# what about chapman university and boston university?



## yoobeey (Dec 10, 2002)

hey this is an international student..i m unsure which one is great...


----------



## yoobeey (Dec 10, 2002)

hey this is an international student..i m unsure which one is great...


----------



## NotaMono (Dec 10, 2002)

I don't know if either are GREAT per se.  

There was a militantly pro-Chapman alumni on the old forums ( http://pub20.ezboard.com/fstudentfilmsfilmschools ).  It's a good school but I would not put it in a class with the USC's and AFI's.

Studentfilms.com's own Chris Wright is a B.U. product if I'm not mistaken so I'll refer to him on that count.

Pick up a copy of Film School Confidential ( http://www.amazon.com/exec/obidos/ASIN/0399523391/qid%3D1039593756/sr%3D11-1/ref%3Dsr%5F11%5F1/102-6197231-5620138 ) which is slightly out of date but gives pretty thorough rundowns of all the major U.S. graduate programs in film.

DATA EXTRACT —
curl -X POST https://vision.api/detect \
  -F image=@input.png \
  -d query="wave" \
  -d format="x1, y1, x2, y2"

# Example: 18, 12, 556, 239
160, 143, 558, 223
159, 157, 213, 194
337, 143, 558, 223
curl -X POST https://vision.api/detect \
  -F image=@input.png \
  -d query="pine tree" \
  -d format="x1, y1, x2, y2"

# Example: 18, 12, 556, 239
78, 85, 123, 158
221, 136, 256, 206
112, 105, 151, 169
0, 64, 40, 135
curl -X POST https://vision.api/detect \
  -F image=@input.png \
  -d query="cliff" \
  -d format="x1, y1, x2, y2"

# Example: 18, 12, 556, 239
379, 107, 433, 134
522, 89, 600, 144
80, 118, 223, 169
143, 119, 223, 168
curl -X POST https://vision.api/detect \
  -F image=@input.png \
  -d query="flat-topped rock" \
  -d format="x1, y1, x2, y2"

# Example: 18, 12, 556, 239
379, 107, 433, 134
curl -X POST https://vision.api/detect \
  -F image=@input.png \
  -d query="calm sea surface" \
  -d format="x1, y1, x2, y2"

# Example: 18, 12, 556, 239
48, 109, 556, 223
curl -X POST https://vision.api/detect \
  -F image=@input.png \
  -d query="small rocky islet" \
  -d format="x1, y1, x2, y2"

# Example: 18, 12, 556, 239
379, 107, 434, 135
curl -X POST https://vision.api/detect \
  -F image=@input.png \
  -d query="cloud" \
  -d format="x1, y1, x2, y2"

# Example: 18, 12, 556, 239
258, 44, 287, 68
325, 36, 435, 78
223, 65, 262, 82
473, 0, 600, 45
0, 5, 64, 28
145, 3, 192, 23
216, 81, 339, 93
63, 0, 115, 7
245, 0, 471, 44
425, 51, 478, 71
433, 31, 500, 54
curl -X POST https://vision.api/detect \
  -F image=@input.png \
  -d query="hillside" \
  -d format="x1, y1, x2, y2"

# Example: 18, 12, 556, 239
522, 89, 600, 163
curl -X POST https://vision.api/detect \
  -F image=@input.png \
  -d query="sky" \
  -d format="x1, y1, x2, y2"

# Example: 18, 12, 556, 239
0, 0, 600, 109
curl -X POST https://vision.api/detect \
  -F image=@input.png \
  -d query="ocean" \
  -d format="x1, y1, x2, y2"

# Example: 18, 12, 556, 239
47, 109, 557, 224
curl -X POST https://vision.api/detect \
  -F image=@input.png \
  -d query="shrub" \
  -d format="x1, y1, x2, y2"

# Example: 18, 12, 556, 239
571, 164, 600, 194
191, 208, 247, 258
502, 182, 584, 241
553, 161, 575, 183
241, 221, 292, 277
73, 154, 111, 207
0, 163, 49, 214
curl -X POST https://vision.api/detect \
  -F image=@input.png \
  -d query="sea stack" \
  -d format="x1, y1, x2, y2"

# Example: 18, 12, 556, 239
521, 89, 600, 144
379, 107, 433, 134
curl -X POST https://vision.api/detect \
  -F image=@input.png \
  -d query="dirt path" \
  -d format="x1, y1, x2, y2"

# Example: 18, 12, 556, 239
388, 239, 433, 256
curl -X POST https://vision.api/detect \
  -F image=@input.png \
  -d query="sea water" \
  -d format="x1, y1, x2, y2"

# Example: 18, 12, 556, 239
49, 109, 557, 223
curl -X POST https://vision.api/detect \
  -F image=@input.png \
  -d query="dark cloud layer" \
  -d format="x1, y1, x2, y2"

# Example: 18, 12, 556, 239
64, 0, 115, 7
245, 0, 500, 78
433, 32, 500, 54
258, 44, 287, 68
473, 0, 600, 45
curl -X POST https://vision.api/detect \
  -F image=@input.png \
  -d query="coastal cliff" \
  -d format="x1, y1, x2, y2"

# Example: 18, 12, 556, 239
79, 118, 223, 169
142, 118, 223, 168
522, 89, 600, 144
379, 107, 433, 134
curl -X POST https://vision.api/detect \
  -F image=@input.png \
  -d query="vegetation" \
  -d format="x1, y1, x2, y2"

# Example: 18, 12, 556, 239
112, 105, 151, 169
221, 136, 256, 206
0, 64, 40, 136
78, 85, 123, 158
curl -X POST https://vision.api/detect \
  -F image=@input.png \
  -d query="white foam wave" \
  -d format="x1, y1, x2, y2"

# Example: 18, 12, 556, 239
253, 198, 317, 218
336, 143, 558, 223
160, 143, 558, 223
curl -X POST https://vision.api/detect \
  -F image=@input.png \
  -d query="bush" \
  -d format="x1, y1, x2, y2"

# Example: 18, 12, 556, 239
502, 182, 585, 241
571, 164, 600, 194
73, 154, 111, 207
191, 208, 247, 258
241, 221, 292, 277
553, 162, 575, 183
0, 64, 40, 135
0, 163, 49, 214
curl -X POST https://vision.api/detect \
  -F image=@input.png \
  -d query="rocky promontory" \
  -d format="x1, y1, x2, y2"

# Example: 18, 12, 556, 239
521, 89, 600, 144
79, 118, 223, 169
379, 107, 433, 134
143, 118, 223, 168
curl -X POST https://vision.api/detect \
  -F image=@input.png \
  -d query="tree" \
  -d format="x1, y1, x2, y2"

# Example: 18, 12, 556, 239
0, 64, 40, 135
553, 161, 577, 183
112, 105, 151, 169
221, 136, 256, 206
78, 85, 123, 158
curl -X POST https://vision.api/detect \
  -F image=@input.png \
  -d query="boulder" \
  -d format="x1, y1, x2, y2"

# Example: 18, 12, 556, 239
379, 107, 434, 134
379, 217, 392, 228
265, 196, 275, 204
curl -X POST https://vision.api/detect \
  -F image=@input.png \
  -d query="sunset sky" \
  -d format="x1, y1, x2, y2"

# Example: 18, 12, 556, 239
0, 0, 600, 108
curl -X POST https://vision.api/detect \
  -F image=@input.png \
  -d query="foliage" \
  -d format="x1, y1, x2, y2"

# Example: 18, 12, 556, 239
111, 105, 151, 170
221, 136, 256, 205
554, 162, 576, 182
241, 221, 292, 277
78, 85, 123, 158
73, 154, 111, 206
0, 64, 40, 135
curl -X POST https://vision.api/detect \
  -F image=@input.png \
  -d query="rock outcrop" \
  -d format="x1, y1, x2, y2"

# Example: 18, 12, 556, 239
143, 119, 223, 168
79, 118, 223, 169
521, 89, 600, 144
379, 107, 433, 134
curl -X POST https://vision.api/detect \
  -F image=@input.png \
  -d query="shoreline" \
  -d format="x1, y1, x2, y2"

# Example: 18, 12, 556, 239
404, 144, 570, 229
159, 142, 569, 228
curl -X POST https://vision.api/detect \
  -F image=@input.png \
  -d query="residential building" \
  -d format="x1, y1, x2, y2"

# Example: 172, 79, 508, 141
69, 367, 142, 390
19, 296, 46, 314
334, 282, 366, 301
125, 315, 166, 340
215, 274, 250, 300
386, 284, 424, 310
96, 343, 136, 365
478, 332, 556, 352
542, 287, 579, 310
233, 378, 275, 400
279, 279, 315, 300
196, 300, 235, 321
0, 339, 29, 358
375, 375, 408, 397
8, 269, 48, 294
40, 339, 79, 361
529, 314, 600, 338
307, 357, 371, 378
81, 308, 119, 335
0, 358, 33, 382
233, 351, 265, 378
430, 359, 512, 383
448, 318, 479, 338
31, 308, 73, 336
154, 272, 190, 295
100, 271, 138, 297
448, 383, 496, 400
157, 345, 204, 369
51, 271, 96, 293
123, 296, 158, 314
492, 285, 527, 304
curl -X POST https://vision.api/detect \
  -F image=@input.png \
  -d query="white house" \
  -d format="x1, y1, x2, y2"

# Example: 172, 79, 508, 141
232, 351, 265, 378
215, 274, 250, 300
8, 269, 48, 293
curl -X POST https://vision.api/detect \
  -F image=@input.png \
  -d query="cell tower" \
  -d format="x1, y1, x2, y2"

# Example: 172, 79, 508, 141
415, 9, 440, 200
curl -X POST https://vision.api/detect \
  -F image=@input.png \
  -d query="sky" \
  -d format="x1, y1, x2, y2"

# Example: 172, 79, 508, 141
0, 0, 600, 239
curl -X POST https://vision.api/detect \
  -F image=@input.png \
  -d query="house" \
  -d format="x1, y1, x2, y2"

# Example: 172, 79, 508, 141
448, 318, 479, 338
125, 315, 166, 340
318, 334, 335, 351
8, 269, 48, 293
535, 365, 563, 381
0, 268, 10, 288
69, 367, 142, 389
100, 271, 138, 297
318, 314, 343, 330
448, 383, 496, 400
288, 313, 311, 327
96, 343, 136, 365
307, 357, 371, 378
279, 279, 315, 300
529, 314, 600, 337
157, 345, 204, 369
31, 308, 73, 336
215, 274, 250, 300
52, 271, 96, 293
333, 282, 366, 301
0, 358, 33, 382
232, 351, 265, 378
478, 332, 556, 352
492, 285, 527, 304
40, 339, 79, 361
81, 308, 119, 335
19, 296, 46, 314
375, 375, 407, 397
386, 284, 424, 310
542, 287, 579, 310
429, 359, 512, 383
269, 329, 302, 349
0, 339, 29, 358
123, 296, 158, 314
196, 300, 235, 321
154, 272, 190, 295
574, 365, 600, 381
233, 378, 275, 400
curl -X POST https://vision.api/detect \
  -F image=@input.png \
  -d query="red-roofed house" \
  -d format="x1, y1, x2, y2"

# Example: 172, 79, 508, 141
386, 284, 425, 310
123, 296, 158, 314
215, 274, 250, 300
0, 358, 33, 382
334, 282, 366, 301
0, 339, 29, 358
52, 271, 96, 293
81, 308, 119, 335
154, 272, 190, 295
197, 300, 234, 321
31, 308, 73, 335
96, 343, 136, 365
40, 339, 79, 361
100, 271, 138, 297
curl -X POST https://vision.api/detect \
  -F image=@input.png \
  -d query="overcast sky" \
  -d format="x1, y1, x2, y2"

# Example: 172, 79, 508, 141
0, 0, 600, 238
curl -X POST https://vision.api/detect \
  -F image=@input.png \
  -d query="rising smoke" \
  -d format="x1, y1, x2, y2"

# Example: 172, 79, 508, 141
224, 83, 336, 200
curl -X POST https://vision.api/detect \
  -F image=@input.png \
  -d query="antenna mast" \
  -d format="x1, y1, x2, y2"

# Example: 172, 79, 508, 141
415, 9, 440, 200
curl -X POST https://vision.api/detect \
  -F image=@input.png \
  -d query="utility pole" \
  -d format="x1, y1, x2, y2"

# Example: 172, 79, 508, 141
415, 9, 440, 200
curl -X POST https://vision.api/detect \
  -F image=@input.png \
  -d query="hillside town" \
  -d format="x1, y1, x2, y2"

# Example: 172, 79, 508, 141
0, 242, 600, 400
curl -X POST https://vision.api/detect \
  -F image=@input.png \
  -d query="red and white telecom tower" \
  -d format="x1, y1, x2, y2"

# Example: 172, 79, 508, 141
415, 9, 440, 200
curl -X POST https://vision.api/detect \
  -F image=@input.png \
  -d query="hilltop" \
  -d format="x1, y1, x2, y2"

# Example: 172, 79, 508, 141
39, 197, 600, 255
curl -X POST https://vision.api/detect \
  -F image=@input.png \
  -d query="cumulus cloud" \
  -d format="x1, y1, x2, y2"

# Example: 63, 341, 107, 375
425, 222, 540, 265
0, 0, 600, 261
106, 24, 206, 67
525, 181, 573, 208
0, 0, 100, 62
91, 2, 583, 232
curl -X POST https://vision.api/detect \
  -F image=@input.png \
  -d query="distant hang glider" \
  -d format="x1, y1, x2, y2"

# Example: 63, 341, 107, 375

EXERCISE SET —
1 - Reproduce the part of the forum thread that begins with the words containing "I don't know" and ends with "USC's and AFI's.", word for word.
2 - Name every school that the forum thread mentions.
3 - Summarize the forum thread in two sentences.
The records have no connection to the forum thread and are separate material.

TASK-BY-TASK OUTPUTS —
1 -
I don't know if either are GREAT per se.  

There was a militantly pro-Chapman alumni on the old forums ( http://pub20.ezboard.com/fstudentfilmsfilmschools ).  It's a good school but I would not put it in a class with the USC's and AFI's.

2 -
Chapman University
Boston University (B.U.)
USC
AFI

3 - A poster who identifies as an international student asks which of Chapman University and Boston University is great. A reply says neither is necessarily great and calls Chapman a good school but not in the same class as USC and AFI, defers to Chris Wright on B.U., and recommends the somewhat dated book Film School Confidential for thorough rundowns of the major U.S. graduate film programs.